▶ _Short exercise_:
Reproduce the lines below without any change, beginning with the line that contains "Search the image for the horse" and continuing through the line that contains "371, 39, 514, 146", with both of those lines included.

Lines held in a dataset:
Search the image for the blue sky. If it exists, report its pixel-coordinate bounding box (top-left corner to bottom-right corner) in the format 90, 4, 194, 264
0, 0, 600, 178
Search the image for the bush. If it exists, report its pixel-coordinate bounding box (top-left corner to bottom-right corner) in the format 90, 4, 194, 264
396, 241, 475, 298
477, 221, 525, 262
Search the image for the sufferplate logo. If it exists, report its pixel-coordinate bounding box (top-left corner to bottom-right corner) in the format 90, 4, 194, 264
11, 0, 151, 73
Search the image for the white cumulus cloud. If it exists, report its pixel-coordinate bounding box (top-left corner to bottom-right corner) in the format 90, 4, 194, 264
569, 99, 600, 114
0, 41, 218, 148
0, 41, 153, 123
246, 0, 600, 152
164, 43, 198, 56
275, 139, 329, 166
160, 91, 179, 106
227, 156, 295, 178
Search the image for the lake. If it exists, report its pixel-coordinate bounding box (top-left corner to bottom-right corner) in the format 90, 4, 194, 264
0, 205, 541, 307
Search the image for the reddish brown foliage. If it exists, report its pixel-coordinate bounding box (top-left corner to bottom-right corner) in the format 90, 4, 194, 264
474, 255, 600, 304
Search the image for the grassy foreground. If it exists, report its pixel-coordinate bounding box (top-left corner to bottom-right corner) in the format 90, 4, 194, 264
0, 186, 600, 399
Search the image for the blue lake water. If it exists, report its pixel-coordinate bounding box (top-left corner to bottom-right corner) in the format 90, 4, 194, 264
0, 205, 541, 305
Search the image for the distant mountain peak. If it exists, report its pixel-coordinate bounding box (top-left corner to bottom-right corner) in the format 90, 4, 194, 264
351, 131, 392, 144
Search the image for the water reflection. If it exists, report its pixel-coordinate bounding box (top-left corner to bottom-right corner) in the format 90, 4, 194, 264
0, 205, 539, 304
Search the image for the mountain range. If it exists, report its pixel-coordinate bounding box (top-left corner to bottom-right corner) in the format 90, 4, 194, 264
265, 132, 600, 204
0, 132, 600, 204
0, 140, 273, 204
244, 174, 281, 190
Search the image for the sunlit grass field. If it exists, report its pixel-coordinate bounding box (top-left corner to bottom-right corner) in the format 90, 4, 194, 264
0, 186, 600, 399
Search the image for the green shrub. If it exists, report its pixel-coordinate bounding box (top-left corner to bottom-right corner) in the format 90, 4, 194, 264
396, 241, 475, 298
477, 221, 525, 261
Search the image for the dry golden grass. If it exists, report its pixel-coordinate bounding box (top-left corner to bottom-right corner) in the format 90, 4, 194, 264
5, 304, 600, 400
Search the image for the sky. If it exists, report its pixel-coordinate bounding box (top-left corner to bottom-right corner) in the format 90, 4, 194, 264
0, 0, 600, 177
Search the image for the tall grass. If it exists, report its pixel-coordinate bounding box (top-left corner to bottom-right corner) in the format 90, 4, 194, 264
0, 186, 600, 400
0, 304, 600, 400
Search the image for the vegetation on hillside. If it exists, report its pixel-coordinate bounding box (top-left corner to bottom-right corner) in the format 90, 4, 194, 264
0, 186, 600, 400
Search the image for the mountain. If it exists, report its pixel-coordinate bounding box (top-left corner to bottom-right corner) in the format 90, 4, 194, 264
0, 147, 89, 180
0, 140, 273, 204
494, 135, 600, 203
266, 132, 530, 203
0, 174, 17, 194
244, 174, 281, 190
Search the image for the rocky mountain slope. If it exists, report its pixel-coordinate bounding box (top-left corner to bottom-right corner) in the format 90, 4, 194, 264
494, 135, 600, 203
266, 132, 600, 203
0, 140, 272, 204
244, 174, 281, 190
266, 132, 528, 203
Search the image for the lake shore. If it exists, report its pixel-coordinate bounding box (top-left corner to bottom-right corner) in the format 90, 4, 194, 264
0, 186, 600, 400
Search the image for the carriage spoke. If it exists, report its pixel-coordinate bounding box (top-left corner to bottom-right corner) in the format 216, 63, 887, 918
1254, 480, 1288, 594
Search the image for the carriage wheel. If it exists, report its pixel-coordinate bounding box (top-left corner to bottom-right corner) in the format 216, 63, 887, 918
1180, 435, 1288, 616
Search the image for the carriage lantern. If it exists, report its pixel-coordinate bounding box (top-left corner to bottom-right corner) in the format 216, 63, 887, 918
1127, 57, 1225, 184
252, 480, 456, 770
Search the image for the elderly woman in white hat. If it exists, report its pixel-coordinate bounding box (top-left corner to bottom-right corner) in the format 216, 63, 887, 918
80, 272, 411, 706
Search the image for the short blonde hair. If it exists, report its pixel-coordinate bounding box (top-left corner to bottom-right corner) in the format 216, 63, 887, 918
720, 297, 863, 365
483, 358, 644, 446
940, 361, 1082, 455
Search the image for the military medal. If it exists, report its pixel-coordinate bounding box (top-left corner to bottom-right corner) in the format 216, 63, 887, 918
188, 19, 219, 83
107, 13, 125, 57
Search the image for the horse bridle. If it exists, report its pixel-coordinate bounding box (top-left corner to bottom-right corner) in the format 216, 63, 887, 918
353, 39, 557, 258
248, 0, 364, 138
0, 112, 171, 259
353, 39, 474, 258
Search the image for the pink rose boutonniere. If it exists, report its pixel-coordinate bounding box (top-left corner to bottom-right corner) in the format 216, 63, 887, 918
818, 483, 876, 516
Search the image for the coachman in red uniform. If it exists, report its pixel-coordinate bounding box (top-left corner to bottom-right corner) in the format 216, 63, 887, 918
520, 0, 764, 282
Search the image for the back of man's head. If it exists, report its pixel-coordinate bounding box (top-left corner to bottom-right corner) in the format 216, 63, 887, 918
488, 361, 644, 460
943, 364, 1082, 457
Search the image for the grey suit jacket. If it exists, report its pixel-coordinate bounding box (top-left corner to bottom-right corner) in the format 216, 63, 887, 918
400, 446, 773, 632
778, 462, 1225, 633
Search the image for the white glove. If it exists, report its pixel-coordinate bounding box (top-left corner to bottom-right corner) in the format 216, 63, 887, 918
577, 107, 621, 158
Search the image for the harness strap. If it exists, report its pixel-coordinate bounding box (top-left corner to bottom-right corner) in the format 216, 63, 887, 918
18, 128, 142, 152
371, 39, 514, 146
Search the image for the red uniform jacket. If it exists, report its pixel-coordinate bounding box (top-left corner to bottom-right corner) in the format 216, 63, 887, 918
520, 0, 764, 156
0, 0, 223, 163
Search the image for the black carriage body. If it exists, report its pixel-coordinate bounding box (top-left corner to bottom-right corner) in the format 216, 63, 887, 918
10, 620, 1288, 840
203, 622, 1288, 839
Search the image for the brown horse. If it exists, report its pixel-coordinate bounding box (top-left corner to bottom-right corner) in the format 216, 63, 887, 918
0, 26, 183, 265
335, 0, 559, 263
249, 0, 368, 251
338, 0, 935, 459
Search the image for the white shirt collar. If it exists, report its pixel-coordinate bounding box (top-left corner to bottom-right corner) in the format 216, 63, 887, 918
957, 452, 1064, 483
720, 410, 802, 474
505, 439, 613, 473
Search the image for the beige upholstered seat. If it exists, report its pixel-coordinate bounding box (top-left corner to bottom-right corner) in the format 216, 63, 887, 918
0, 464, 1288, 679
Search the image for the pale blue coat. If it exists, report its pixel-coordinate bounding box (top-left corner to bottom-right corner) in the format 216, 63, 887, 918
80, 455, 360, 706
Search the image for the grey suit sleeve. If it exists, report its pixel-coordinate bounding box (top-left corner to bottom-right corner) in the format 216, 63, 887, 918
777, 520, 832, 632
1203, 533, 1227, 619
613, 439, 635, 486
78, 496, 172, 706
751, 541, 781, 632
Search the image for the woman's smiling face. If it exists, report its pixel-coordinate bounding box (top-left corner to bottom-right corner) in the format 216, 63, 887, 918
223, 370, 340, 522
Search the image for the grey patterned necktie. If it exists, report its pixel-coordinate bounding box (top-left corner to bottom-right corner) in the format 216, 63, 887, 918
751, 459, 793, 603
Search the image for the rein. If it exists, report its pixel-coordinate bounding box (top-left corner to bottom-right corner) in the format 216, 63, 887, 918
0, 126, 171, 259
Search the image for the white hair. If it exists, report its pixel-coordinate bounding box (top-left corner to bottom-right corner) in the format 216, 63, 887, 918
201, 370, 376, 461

▶ _Response to the task_:
Search the image for the horse bridle. If it exists, report its pixel-coordinate bounding box (top-left corner to bottom-right corner) in the format 216, 63, 887, 918
353, 39, 557, 258
248, 0, 364, 138
0, 112, 171, 259
353, 39, 474, 258
Search the image for the pink rose boutonniere. If it exists, report its pixel-coordinate bounding box (top-left corner to bottom-right corner) in the format 216, 63, 887, 918
818, 483, 876, 516
Search the image for the coachman in red uniform. If it exists, report its pixel-coordinate bounding box (top-left corner to bottom-right corner) in the format 216, 63, 887, 918
520, 0, 764, 282
Search the image for the back of man's head. If it exists, report its pixel-coordinate bounding box (top-left corner to bottom-right corner) in the format 216, 63, 887, 918
488, 361, 644, 460
943, 364, 1082, 457
Search the image for the grey suit jacket. If it exists, report its pixel-coordinate bounding box (top-left corner to bottom-right corner) in the format 216, 63, 887, 918
400, 446, 773, 632
778, 462, 1225, 633
Search the image for the white glove. If it exists, report its pixel-coordinate bounding box (top-left corner to bottom-right corner) in the format 216, 63, 887, 918
577, 107, 621, 158
Search the image for the harness strap. If it exists, report its pixel-coordinate bounding box (top-left corner to bottom-right corner) in the format 216, 63, 887, 918
18, 128, 142, 152
371, 39, 514, 146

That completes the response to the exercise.